------ Text excerpt ------

3.  Making use of existing EU and Member States funding opportunities

The high upfront costs and uncertain revenue streams can make energy storage projects financially challenging. Investment aid (CapEX) and operational aid (OpEX) are crucial for electricity storage projects to attract investors, whenever market conditions are insufficient to incentivise the storage needs that were identified. By combining both, energy storage projects become more bankable and secure investments in the emerging storage era.

Considering this, the EU and Member States should make use of existing EU and national public funding where energy storage is eligible such as:

  • The inclusion of energy storage and demand response in the Guidelines on State aid for Climate, Environmental Protection and Energy (CEEAG) will greatly help the financing of new storage projects, provided that they comply with the conditions defined in such CEEAG and with a technology neutral approach. Such market mechanisms can take different forms, but the common goal is to reduce the investment risk (mainly related to the uncertainty on future energy price spreads and ancillary services remuneration) and consequently reduce the cost of capital and increase bankability. In any case, it is important that the design of such mechanisms consider the essential balance between the need to secure a share of project revenues and increase visibility, and at the same time, the need to preserve the incentive to dispatch the asset efficiently on spot markets maximising plant efficiency and availability. In addition, the dedicated section in the General Block Exemption Regulation (GBER) in 2023 should also help the financing of capital-intensive storage projects.
    • Member States must launch dedicated tenders for standalone storage and co-located storage for both existing and new capacity according to the storage needs identified in the flexibility analysis when market incentives are not sufficient and in line with the EU Competition rules.
  • EU funds, and notably the Innovation Fund, shall continue to play a role in the development of new storage and flexibility services based on innovative technologies.
  • Other important funding opportunities for well-designed measures to promote storage include the Recovery and Resilience Plans (RRP) and Facility (RRF), the Connecting Europe Facility funding stream for energy, European Regional Development Funds, Cohesion Fund, Just Transition Fund, the EU Renewable Energy Financing Mechanism, or the Modernisation Fund.

Attention shall also be paid to Europe’s islands. Many exist in relative isolation, with no or limited interconnection to the mainland or to other islands. Consequently, it becomes significantly challenging to meet their energy security needs in a manner that is sustainable, affordable and reliable. On the other hand, in view of islands’ smaller size systems, they can serve as ideal use cases for implementing advanced solutions for energy storage and other flexibility technologies that aim to further electricity system decentralisation. Therefore, backing energy storage for Europe's islands not only encourages the adoption of renewable energy integration in their power systems but also holds potential benefits for the mainland's future power system.

------

Work to do
(1) Condense the paragraph in the text on energy storage funding that begins "Attention shall also be paid" into a short bulleted list that keeps its main facts.
(2) Count the lines of the records that contain the string "wooden", treating case as significant, and reply with the number alone.

------ Supplied records ------

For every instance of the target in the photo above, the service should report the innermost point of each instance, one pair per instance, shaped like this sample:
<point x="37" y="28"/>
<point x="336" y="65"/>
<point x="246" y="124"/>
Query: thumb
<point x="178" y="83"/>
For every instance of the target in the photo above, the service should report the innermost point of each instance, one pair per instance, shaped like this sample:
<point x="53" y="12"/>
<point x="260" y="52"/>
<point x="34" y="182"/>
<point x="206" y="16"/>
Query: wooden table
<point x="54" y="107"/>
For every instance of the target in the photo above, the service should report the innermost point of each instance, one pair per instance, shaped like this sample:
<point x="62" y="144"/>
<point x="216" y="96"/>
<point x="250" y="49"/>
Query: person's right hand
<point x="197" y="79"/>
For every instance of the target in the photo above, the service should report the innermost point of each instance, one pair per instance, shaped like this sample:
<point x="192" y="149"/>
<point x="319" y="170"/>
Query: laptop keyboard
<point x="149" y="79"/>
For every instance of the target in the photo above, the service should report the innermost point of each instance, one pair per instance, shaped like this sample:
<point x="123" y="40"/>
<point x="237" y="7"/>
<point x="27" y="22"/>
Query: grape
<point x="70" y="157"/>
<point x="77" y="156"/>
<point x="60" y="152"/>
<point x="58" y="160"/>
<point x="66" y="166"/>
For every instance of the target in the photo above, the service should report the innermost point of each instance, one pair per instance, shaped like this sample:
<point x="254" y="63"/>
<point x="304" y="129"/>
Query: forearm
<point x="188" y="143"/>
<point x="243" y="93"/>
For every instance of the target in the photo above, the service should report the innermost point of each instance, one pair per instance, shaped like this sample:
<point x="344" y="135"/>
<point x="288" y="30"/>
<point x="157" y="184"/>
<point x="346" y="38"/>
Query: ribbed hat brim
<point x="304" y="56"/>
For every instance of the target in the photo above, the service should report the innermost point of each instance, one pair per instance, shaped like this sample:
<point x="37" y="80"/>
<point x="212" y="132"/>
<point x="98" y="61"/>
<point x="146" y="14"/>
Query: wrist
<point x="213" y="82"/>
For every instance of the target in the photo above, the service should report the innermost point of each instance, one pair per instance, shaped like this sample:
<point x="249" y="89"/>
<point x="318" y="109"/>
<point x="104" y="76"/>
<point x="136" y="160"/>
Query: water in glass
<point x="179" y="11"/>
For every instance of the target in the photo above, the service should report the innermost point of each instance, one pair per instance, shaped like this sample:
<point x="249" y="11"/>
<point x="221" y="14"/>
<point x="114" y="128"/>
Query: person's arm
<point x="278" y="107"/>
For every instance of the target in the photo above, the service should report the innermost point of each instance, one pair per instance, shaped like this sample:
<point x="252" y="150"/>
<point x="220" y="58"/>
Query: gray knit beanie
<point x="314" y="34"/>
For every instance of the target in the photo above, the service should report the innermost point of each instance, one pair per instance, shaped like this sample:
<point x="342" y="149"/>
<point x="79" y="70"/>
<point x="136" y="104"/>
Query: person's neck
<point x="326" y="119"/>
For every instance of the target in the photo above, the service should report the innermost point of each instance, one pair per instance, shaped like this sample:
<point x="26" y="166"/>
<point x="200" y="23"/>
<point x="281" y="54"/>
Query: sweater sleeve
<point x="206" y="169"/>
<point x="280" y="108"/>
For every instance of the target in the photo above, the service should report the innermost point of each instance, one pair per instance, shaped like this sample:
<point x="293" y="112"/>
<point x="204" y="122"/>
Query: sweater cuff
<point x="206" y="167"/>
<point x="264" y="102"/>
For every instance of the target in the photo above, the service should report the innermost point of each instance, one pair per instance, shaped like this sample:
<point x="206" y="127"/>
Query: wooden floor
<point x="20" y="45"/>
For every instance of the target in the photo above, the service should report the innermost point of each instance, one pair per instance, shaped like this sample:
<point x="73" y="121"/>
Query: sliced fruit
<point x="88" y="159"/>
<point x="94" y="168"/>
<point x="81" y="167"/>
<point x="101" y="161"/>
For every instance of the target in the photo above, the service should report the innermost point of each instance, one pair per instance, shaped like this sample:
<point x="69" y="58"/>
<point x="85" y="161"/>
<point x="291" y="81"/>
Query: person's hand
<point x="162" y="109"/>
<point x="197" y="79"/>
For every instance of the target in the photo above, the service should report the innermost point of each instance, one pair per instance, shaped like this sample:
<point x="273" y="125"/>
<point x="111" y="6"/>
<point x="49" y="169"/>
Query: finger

------

The answers
(1)
- Europe's islands also need attention.
- Many are relatively isolated, with no or limited interconnection to the mainland or to other islands.
- This makes it significantly challenging to meet their energy security needs in a sustainable, affordable and reliable way.
- Because their systems are smaller, islands can be ideal use cases for advanced energy storage and other flexibility technologies that further decentralize the electricity system.
- Supporting energy storage on islands encourages renewable energy integration in their power systems and may also benefit the mainland's future power system.

(2) 2